▶ WHAT YOU WILL DO:
Start at the line with "In the photo above, where can the dirt" in the records below, stop at the line with "In the photo above, where can the tree canopy", and return every line in that span exactly, the two end lines included.

━━ GIVEN RECORDS

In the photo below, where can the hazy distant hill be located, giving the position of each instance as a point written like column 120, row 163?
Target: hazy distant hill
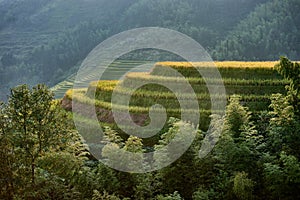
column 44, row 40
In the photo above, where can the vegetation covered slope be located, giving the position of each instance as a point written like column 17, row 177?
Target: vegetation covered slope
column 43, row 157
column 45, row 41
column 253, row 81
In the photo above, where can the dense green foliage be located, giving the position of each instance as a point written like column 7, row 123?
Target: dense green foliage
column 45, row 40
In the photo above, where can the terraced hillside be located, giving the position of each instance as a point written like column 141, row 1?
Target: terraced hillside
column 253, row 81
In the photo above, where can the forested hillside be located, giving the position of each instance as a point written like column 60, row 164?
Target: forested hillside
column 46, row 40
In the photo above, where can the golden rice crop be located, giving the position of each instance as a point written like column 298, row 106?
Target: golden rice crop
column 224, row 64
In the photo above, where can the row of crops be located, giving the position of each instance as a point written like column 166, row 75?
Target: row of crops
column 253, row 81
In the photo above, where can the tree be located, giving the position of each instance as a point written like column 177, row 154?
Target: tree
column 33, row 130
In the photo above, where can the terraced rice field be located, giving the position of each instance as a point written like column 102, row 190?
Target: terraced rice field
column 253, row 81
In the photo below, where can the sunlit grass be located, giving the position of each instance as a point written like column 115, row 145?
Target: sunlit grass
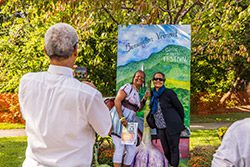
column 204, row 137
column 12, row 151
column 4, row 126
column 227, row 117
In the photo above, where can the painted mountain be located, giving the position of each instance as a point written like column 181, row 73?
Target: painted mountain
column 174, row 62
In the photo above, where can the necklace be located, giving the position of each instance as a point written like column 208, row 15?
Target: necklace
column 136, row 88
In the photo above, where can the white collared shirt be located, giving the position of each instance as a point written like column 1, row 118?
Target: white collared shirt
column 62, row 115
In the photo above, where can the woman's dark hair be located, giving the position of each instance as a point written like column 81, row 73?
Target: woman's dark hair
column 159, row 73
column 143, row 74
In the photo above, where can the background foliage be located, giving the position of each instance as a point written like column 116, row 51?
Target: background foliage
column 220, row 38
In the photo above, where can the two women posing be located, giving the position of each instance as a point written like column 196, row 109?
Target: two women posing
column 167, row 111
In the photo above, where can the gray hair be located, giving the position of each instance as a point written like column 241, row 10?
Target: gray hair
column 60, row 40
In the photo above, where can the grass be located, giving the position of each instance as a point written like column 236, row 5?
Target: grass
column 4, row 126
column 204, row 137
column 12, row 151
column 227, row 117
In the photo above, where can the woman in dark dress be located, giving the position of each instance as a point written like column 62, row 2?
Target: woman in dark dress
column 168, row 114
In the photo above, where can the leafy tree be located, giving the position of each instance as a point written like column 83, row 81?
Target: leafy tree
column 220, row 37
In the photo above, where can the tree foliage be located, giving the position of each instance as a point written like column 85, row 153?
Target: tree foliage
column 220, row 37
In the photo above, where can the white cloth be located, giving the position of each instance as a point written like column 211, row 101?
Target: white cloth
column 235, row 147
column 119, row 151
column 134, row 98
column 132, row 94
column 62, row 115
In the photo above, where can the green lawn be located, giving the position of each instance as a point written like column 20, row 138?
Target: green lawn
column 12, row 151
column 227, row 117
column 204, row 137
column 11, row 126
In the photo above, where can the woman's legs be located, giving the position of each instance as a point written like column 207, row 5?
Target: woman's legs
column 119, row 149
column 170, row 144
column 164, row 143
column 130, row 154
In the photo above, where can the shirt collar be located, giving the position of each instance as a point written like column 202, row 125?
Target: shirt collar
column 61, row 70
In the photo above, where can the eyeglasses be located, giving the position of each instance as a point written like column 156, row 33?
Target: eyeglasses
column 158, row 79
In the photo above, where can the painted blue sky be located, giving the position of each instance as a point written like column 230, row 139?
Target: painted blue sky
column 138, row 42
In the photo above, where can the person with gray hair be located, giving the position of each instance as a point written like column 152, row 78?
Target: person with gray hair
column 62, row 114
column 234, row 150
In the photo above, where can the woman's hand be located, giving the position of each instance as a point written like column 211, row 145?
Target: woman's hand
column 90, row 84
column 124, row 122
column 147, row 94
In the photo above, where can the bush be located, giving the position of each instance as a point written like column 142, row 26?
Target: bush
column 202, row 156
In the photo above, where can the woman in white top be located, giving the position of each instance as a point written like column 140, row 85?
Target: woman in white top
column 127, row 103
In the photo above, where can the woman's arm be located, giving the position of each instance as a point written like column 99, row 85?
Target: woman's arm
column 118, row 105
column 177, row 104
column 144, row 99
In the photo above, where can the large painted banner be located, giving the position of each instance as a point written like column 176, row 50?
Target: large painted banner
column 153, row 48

━━━━
━━ GIVEN RECORDS

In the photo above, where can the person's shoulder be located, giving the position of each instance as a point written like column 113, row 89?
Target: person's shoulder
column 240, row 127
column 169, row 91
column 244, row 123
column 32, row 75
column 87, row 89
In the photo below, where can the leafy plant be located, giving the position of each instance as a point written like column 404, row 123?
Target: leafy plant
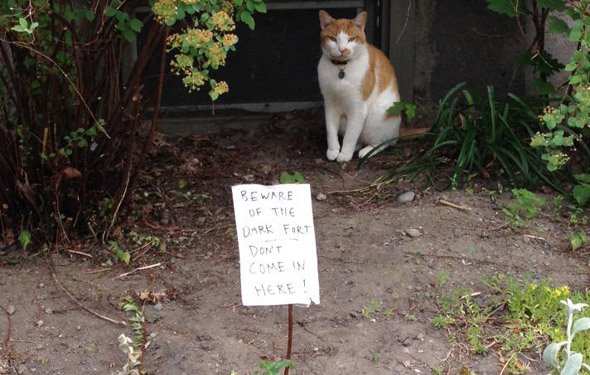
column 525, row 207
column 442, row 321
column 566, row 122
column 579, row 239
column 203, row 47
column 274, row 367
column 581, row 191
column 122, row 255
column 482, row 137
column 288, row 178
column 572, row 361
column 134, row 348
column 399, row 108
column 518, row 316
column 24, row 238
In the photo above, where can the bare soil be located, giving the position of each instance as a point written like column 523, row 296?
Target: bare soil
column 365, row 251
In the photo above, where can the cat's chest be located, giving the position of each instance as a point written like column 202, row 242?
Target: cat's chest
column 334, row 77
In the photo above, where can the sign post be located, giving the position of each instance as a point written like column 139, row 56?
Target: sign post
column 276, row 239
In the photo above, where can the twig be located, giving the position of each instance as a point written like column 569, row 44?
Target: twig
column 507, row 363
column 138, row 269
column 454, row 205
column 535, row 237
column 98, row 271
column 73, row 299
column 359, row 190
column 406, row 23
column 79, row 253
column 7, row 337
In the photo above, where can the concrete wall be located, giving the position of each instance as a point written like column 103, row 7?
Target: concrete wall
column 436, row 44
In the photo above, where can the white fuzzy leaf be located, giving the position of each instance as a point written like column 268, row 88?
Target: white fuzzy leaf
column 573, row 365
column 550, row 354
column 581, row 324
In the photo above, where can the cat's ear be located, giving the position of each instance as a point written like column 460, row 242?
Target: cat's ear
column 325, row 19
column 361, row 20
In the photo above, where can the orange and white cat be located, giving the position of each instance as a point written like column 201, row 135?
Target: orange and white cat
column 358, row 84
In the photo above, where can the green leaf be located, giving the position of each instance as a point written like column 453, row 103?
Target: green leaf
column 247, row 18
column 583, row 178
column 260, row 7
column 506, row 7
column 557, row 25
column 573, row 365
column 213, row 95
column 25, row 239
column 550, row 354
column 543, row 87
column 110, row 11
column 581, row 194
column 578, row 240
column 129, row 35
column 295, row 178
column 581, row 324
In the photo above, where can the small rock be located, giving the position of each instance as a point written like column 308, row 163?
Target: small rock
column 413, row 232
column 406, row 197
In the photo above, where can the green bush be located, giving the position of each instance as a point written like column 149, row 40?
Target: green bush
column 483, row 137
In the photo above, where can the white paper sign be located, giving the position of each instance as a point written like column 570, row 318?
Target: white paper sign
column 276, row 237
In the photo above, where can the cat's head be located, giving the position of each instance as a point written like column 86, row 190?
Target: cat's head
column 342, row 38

━━━━
━━ GIVEN RECORDS

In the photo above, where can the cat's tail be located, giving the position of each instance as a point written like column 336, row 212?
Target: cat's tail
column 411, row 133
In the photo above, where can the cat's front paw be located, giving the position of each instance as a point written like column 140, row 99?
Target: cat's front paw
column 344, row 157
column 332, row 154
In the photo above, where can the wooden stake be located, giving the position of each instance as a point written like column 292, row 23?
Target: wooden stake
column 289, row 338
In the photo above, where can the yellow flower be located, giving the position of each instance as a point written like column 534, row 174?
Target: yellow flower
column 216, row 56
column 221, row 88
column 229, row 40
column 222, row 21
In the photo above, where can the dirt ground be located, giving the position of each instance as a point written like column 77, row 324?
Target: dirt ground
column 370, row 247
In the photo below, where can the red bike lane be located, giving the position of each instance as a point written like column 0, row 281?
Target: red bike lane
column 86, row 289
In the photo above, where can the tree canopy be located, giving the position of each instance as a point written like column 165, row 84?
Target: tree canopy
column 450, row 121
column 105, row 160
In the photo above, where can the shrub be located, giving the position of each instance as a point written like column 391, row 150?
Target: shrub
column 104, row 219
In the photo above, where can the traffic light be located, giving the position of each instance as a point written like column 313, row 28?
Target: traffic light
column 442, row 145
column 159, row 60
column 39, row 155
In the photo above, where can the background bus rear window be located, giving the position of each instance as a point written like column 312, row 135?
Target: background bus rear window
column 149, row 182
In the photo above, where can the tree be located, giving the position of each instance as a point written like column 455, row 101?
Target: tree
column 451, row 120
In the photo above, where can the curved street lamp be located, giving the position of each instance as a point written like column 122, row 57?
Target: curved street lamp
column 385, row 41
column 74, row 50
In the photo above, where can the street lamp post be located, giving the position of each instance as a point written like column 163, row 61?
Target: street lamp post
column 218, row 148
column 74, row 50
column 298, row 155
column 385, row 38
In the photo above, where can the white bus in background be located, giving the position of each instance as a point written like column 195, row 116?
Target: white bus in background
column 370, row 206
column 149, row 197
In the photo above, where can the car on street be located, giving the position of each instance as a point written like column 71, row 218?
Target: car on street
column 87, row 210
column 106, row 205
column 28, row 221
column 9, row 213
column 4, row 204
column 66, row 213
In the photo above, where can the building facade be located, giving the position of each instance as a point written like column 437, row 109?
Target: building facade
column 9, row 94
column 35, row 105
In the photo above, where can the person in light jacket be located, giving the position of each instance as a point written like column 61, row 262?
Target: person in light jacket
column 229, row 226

━━━━

▶ TASK RESPONSE:
In the photo above, where can the dirt ground be located, giving the position of each instance as a point written like column 77, row 324?
Target: dirt ground
column 370, row 247
In the photo below, where can the red bike lane be located, giving the position of each instance as a point written like column 0, row 281?
Target: red bike lane
column 86, row 289
In the photo above, where can the tree canopy be located, giving the position of each instance as a point written like column 165, row 84?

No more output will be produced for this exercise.